- Excerpted data -
•••••

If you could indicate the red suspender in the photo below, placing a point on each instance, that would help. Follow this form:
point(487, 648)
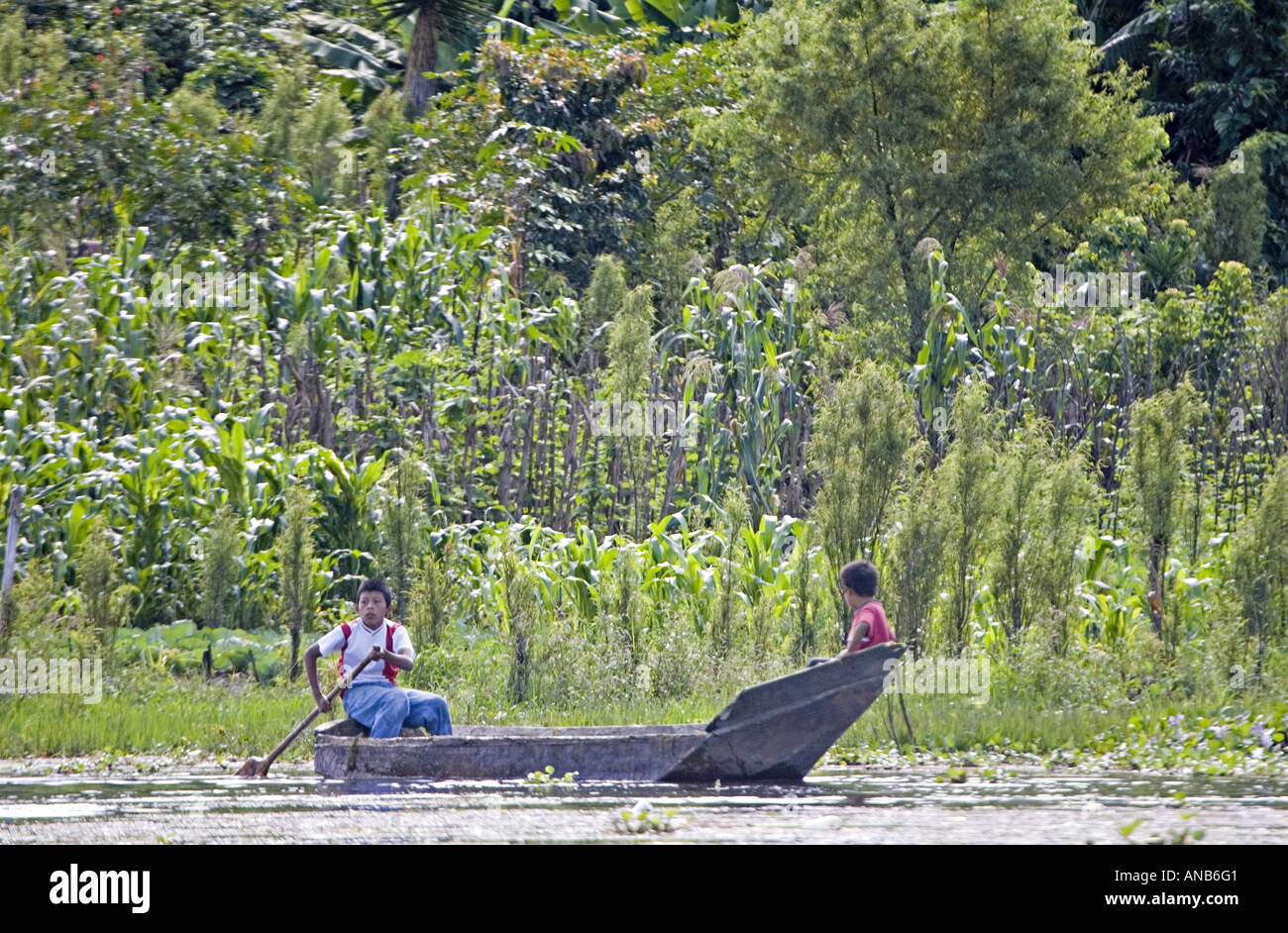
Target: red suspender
point(390, 671)
point(346, 630)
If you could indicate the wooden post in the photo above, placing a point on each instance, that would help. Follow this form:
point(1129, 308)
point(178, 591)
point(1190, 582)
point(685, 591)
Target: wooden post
point(11, 556)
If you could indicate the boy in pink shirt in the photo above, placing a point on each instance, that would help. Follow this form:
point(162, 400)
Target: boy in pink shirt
point(870, 626)
point(858, 579)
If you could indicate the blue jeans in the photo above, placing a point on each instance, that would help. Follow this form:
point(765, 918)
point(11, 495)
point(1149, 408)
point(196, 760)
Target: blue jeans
point(385, 709)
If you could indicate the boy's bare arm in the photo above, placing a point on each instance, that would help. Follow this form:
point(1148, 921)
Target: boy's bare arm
point(310, 670)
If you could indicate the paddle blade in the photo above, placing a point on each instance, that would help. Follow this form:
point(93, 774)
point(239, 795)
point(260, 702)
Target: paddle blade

•••••

In the copy, every entry must appear exactly as written, and no picture may appear.

If you could indicate the red suspender in the photo below, placing a point on each instance, that would help. Follow this form:
point(487, 648)
Target: red suspender
point(390, 671)
point(346, 630)
If you could indicate the wooden post in the photo above, placing a point on each instance, that would help. Follow this form:
point(1129, 308)
point(178, 591)
point(1190, 582)
point(685, 591)
Target: wooden post
point(11, 556)
If you could indicate the boy in pink shirt in the photo above, placing a point on each instance, that would help. Follow this form:
point(162, 400)
Target: boy in pink shirt
point(870, 626)
point(858, 579)
If you could indicate the blue jeans in the photo above, placing a point on each instance, that would help. Follow this form:
point(765, 918)
point(11, 495)
point(1149, 408)
point(196, 760)
Target: blue jeans
point(385, 709)
If you could indicate the boy's bare arm in the photo above, placing a point on each instance, that would help. Follow this form:
point(1148, 921)
Target: boy's bare arm
point(310, 670)
If you could indicate the paddle blade in the photo above, placing a point on each instance, that would help. Follow this form:
point(93, 774)
point(239, 795)
point(260, 702)
Target: paddle blade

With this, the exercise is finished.